What the exercise asks —
Give every line below again, exactly as it appears.

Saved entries
....

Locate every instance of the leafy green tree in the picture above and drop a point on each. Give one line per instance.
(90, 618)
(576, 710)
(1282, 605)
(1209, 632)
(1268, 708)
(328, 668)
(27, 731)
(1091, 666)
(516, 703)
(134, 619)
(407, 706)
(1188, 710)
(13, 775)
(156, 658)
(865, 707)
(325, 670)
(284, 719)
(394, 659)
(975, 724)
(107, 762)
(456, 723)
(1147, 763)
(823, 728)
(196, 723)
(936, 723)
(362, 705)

....

Response area —
Locate every instance of the leafy green tree in the picture above and drop a point on each. Give one line per instance.
(90, 618)
(576, 710)
(1282, 605)
(1209, 632)
(1268, 708)
(328, 668)
(27, 731)
(1091, 666)
(516, 703)
(134, 619)
(407, 706)
(1188, 710)
(13, 775)
(156, 658)
(865, 707)
(325, 670)
(284, 719)
(394, 659)
(975, 724)
(107, 762)
(456, 723)
(1147, 763)
(823, 728)
(196, 723)
(936, 723)
(362, 705)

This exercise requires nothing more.